→ **Exercise description**
Nothing is to be altered; the data must be repeated exactly.

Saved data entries
·····
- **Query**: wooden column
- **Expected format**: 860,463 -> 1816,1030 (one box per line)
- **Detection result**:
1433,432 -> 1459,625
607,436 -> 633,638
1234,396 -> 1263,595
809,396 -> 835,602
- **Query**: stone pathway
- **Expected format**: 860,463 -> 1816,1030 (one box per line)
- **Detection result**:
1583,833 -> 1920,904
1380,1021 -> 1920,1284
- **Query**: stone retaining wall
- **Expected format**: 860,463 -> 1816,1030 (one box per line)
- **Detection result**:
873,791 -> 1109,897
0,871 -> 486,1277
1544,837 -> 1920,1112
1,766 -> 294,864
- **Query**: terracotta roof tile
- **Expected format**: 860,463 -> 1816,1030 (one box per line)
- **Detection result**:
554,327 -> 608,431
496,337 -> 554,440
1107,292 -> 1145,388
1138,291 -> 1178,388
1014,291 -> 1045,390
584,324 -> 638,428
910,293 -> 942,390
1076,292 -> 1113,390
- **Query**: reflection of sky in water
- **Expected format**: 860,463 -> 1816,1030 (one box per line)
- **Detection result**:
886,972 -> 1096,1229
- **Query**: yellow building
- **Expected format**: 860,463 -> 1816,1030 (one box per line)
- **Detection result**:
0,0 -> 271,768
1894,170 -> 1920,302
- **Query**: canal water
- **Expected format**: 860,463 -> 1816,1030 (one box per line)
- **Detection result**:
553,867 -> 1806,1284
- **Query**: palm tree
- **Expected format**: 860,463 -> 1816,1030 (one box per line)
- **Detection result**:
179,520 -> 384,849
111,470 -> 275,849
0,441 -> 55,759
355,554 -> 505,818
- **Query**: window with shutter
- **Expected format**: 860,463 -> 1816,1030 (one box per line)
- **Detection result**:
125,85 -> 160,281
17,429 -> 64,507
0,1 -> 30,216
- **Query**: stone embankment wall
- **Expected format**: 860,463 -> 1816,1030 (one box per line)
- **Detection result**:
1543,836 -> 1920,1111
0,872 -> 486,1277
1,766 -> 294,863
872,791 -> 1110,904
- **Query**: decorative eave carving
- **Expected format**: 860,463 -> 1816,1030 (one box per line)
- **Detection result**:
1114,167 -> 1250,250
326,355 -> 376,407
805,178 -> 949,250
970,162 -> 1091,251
·····
→ **Reply to the task**
- **Query**: wooden column
- **Expected format**: 860,463 -> 1816,1030 (one box per line)
- **Detection result**:
1433,432 -> 1459,625
607,436 -> 633,638
1234,396 -> 1263,595
809,396 -> 835,602
- **Query**: stone pathway
- **Expected format**: 860,463 -> 1816,1030 (one box per line)
- **Detection result**:
1583,833 -> 1920,904
1380,1021 -> 1920,1284
- **Query**: stone retaining wall
- **Expected format**: 860,463 -> 1816,1030 (one box per line)
- **Detection result**:
873,791 -> 1109,897
0,871 -> 486,1277
1544,837 -> 1920,1112
1,766 -> 294,864
- **Query**: terracotta roof tile
- **Expected format**: 860,463 -> 1816,1030 (one box per line)
- **Detection result**:
554,327 -> 608,431
496,337 -> 554,440
1107,292 -> 1145,388
1138,291 -> 1178,388
1014,291 -> 1045,390
584,324 -> 638,428
910,293 -> 942,390
1076,292 -> 1113,390
- **Query**: reflection of sky in water
- **Expected format**: 860,463 -> 1816,1030 (one box per line)
- **Detection result**:
886,972 -> 1096,1229
- **Query**: yellow building
- **Expected format**: 860,463 -> 1816,1030 (one box per line)
- **Detection result**:
0,0 -> 271,768
1894,170 -> 1920,302
- **Query**: canal water
- **Expected format**: 860,463 -> 1816,1030 (one box per line)
- **Detection result**:
553,867 -> 1806,1284
- **Query**: palm tree
- **Expected format**: 860,463 -> 1816,1030 (one box per line)
- **Detection result**:
179,520 -> 384,849
111,470 -> 275,849
0,441 -> 55,759
355,554 -> 505,818
- **Query**: window with shutter
- **Expected format**: 860,463 -> 1816,1030 (one box per line)
- **Detection result**:
125,85 -> 160,281
17,429 -> 64,507
0,1 -> 30,216
- **Query**: stone embankment wall
- **Expected format**: 860,463 -> 1816,1030 (one box per line)
- **Detection result**:
1543,836 -> 1920,1111
0,872 -> 486,1277
1,766 -> 294,863
872,791 -> 1110,904
- **Query**: decorative eave carving
- **Expected format**: 860,463 -> 1816,1030 (one box per line)
- **Detection result**:
1114,167 -> 1250,250
326,355 -> 376,407
805,178 -> 949,250
970,162 -> 1091,251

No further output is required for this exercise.